## START

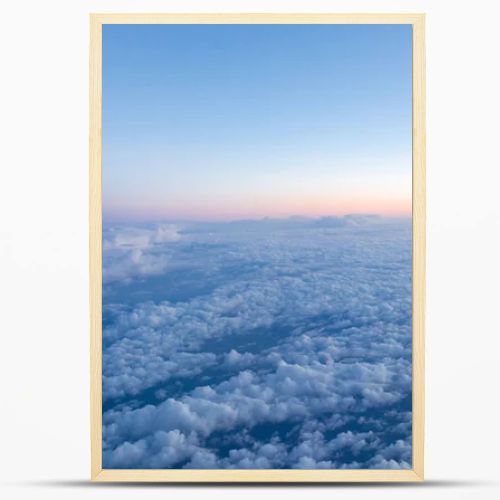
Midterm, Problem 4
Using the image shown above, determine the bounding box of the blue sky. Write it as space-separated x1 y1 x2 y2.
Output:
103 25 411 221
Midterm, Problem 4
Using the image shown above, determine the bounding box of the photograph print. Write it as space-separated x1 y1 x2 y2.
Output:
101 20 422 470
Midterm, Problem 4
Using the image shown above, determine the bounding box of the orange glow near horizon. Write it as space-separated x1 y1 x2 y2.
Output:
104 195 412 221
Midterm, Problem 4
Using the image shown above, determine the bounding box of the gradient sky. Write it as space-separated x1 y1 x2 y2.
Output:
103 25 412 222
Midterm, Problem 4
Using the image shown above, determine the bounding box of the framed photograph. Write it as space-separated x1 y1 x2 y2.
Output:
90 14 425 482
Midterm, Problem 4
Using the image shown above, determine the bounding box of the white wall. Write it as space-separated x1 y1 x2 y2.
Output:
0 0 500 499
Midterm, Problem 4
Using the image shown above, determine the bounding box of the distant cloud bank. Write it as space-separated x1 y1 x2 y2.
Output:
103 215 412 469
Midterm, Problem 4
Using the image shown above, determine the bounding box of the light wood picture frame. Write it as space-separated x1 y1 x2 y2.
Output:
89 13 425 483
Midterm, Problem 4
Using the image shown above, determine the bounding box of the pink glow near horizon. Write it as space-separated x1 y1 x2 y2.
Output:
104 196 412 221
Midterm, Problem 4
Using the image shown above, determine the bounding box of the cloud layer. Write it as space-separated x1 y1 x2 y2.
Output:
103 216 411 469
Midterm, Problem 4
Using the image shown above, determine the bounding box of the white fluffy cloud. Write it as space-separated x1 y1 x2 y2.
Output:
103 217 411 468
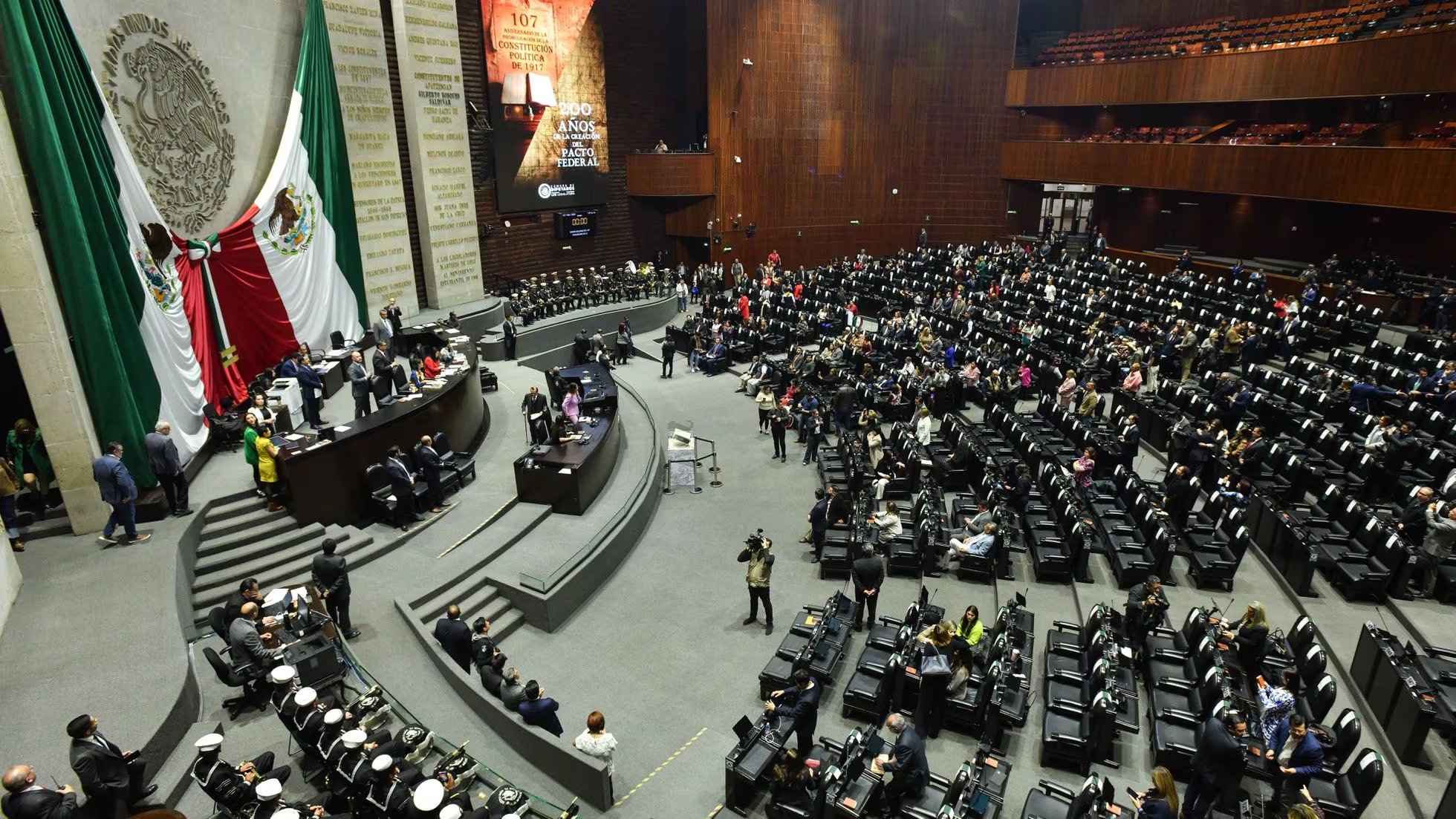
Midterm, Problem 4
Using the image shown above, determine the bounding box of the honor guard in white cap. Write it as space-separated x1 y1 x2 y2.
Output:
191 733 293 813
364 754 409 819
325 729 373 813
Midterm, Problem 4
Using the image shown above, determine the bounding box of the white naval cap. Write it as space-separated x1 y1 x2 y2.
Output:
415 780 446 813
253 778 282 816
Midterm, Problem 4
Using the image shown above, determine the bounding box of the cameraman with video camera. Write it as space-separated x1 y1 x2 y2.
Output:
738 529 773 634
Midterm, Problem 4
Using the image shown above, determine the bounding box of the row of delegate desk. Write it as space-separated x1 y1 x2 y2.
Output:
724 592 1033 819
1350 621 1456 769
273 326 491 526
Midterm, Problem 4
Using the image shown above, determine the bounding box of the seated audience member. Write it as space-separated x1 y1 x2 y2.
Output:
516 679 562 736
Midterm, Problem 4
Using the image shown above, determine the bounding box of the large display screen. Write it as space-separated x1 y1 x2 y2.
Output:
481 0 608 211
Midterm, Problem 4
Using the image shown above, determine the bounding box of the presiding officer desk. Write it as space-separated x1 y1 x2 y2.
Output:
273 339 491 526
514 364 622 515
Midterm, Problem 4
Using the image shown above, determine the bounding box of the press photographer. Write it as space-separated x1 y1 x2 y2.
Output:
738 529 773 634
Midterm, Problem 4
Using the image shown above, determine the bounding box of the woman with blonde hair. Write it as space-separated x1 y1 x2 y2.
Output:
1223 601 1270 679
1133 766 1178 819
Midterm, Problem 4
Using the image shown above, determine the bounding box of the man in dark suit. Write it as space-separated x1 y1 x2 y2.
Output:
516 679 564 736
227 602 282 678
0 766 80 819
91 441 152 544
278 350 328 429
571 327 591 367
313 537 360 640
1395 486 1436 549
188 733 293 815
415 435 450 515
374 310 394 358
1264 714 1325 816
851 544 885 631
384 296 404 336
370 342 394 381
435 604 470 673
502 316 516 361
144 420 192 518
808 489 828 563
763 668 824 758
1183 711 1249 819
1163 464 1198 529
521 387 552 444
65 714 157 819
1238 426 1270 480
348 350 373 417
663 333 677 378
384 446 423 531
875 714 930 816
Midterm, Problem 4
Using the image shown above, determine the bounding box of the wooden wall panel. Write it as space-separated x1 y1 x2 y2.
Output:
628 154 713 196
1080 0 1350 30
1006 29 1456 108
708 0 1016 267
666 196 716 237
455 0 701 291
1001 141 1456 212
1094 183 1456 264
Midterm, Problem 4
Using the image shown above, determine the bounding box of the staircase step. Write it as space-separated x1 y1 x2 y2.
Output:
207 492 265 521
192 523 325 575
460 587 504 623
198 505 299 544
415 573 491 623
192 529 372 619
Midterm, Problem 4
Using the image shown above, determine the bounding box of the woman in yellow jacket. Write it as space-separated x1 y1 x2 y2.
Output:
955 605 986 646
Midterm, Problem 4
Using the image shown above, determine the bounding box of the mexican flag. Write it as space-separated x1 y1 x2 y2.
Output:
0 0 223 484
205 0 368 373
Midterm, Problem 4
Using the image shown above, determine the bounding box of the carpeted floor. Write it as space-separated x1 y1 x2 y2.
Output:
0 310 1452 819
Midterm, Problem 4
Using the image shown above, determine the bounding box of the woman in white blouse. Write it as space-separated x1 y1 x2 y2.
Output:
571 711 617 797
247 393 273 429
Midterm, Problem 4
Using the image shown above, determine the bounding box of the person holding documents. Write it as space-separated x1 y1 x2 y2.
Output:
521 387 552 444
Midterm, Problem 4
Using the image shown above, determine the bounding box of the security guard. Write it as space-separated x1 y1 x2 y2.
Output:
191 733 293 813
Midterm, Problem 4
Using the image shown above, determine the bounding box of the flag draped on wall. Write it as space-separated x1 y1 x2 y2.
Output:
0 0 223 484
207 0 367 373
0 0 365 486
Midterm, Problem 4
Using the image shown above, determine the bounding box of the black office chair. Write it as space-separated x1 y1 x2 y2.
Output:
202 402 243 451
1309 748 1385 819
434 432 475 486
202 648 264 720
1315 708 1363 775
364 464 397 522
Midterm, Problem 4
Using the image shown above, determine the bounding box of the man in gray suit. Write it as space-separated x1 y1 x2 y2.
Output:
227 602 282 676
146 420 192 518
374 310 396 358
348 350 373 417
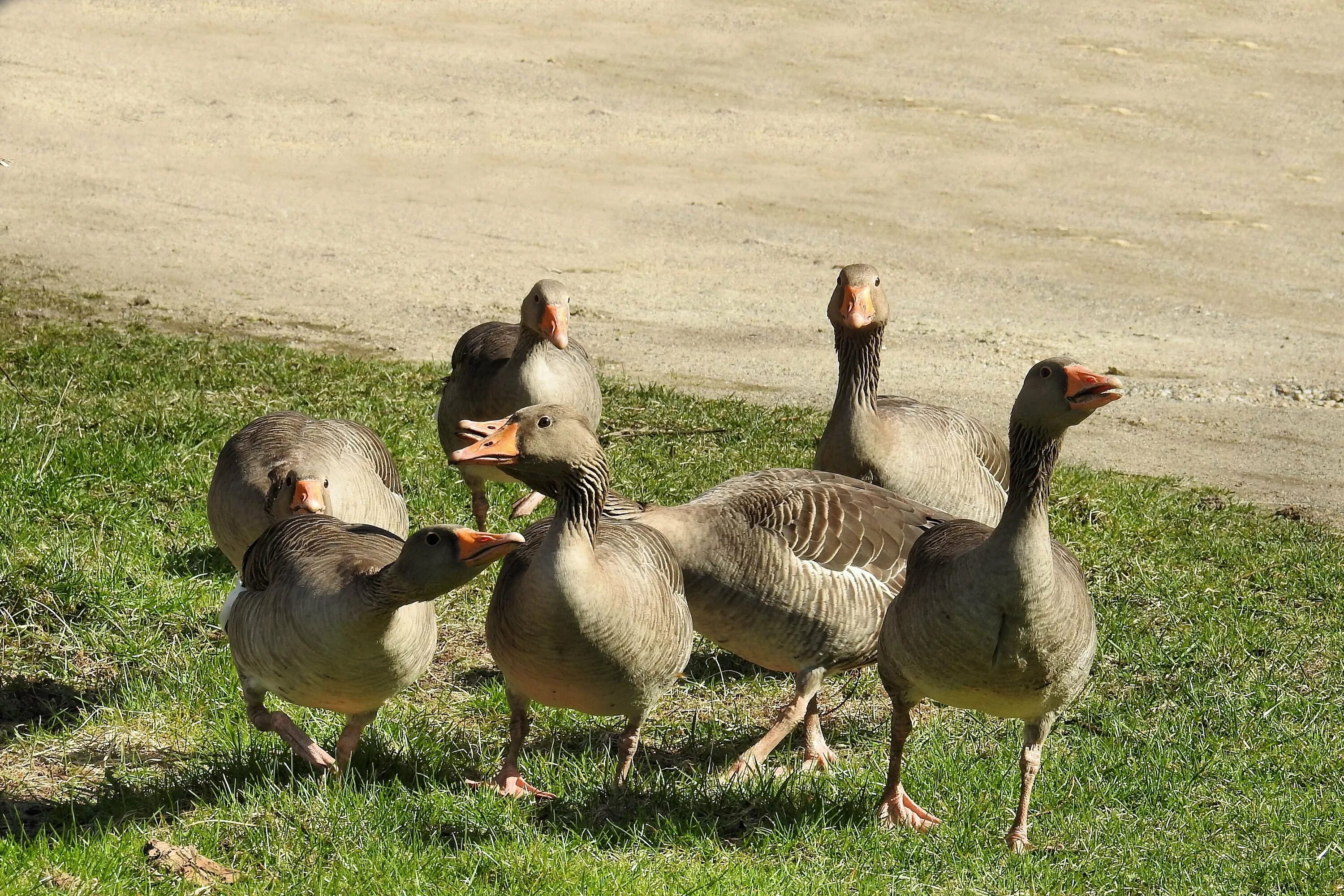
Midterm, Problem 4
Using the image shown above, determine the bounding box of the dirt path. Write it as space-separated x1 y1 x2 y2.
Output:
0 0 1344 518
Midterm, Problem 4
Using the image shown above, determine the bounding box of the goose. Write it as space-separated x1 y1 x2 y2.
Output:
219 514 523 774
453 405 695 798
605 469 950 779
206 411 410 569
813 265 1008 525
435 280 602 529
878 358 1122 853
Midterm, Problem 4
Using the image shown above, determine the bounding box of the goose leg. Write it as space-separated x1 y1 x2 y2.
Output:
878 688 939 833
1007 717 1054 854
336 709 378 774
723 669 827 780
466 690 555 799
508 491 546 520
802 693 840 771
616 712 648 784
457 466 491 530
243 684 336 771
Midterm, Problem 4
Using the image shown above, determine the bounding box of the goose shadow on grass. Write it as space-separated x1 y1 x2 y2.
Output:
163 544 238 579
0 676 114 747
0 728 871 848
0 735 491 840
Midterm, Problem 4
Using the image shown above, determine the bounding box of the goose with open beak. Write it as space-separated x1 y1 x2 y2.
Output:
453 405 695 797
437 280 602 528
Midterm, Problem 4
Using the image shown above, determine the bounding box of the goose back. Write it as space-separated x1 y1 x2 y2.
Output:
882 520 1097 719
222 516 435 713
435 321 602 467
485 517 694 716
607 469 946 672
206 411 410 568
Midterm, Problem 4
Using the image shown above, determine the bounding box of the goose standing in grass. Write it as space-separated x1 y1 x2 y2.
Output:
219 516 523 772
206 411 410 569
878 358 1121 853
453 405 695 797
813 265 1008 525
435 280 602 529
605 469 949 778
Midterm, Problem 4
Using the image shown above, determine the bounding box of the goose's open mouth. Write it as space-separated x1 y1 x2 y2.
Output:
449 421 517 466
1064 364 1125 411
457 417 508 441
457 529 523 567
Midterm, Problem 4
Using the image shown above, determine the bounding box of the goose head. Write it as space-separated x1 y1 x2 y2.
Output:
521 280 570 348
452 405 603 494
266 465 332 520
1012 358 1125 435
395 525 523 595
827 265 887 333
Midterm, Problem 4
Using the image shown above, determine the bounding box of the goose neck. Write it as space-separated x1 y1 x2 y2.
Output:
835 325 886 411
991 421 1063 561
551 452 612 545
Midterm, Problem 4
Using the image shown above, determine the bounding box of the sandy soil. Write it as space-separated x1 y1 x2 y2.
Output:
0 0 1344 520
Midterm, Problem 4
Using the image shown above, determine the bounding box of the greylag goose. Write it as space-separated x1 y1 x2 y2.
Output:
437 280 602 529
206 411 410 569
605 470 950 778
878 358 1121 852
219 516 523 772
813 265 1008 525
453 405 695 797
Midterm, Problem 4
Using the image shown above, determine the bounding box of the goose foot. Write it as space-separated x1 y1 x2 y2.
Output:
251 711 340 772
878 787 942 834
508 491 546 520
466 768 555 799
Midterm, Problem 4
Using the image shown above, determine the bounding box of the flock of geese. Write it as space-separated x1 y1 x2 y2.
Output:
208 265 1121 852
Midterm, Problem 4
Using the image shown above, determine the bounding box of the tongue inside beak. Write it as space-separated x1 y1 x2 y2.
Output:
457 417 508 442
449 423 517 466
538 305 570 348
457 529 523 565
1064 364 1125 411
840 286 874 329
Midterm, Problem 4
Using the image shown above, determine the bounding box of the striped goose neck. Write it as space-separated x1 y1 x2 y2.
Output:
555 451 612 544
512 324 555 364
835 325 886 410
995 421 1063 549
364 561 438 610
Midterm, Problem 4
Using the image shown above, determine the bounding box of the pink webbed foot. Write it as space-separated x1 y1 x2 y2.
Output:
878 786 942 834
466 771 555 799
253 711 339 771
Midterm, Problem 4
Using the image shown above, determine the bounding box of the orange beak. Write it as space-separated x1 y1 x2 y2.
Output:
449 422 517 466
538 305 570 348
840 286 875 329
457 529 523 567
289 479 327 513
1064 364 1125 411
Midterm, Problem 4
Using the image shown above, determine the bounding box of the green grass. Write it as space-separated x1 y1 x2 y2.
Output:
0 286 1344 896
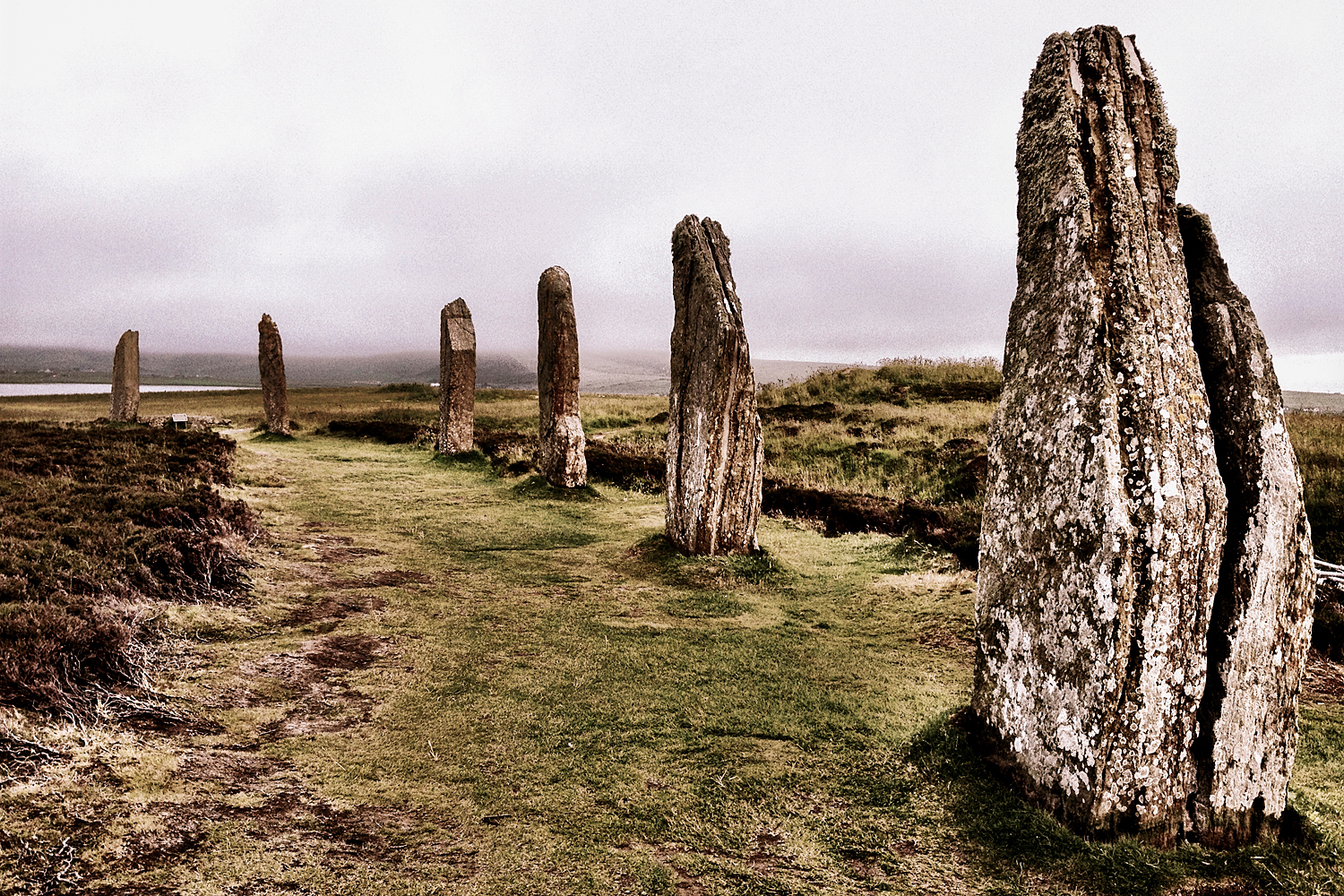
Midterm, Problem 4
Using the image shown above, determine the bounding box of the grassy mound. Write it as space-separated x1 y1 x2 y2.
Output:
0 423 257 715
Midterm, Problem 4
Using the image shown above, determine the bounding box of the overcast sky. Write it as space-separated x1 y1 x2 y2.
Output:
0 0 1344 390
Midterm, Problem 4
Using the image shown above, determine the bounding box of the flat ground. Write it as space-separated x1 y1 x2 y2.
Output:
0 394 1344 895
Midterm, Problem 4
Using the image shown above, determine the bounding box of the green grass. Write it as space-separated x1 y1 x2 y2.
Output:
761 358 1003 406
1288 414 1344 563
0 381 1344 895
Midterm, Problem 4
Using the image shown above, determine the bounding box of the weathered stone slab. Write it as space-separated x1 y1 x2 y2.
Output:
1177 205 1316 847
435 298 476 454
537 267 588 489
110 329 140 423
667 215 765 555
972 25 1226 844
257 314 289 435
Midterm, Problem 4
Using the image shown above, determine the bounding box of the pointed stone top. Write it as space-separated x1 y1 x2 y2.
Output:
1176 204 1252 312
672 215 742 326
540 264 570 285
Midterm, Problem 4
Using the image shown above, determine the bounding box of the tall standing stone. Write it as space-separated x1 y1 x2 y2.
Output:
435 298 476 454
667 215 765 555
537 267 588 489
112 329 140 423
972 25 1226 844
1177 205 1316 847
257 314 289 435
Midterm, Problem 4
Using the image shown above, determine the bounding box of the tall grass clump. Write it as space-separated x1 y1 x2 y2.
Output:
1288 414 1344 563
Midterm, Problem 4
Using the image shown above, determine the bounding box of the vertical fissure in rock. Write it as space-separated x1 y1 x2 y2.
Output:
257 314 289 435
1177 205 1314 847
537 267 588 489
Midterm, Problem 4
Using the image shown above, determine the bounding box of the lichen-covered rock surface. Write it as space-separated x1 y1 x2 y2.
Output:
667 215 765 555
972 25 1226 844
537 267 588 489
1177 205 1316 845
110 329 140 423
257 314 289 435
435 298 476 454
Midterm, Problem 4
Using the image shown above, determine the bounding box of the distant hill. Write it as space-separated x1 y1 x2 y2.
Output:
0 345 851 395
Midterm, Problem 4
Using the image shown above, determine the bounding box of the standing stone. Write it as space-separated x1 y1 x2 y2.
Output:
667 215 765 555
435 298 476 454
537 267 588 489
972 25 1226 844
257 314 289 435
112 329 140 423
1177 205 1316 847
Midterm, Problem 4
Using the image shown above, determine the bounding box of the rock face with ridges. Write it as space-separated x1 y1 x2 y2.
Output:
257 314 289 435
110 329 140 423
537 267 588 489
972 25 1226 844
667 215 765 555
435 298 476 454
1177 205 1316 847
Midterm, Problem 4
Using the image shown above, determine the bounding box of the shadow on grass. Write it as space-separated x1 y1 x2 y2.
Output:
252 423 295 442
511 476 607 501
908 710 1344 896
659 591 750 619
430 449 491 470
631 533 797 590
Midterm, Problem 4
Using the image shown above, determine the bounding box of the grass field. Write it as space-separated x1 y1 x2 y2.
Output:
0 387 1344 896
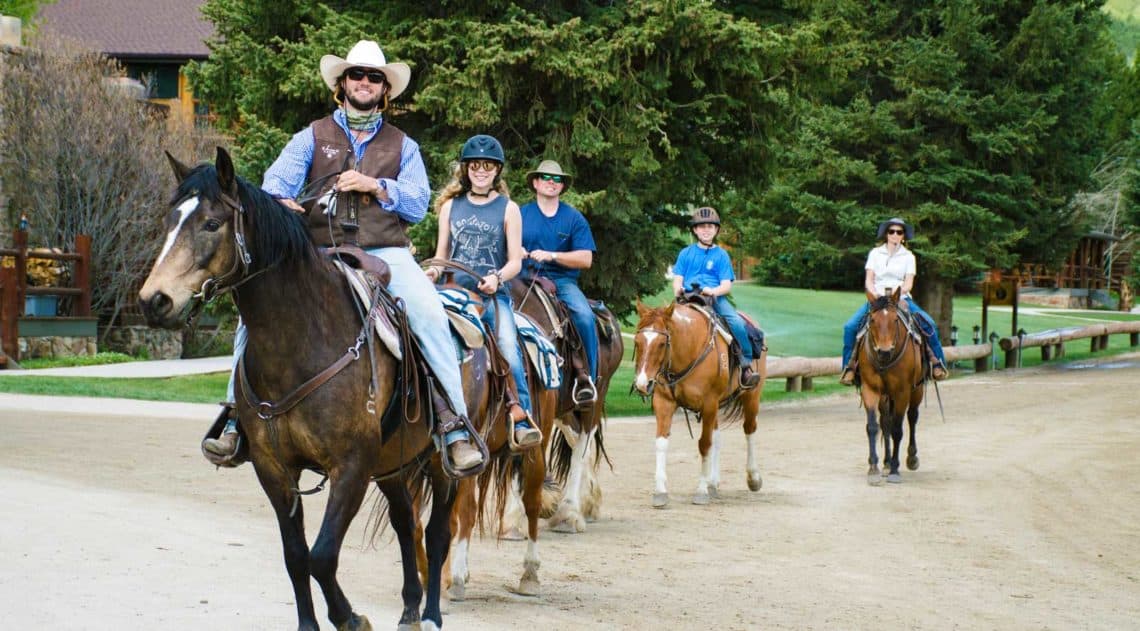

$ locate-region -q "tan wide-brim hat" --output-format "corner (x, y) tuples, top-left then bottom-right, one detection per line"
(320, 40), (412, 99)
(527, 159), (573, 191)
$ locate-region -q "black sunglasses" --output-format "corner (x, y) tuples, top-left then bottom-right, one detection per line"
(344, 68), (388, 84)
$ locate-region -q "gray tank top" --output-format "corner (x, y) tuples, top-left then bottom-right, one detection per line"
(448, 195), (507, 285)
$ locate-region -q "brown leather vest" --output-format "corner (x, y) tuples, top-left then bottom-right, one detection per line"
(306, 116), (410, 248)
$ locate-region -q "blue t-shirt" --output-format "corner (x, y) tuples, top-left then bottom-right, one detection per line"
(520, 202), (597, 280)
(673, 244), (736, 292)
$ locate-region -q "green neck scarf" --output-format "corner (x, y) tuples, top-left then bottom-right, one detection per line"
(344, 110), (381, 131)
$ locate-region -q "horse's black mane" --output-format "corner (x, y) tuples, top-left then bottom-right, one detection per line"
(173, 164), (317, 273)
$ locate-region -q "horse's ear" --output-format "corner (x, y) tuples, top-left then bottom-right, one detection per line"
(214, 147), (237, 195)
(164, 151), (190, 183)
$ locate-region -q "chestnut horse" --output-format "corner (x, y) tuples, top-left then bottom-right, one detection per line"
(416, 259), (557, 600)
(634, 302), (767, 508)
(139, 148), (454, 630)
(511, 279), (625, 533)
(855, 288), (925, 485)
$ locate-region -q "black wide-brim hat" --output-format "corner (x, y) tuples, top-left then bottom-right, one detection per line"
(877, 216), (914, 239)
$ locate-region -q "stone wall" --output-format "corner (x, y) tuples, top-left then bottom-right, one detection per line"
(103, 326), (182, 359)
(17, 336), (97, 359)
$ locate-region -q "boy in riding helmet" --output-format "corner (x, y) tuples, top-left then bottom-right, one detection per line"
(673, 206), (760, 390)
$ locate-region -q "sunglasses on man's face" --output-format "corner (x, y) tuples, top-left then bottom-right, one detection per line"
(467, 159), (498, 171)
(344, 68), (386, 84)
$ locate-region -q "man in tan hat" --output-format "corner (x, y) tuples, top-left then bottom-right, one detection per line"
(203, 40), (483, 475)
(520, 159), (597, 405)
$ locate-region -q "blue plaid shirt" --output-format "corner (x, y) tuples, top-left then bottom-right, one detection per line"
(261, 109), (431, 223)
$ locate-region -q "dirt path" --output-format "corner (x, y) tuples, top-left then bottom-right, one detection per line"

## END

**What is being asked**
Update the lines above, starting with the first one and going on through the line with "101 20 422 470", by putting "enclosing box" wherever "bounding box" appears and changing nothing else. Give only those lines, without the pictures.

**In response**
Midterm, Problem 4
Using the image shown above, determine the enclosing box of the blue sky. Write it as space-separated x1 y1 x2 y2.
Output:
103 25 411 221
Midterm, Problem 4
Using the image shown above, determine the enclosing box of the photograph print. Write it as space-separated x1 y1 x2 y2.
Output:
101 20 422 470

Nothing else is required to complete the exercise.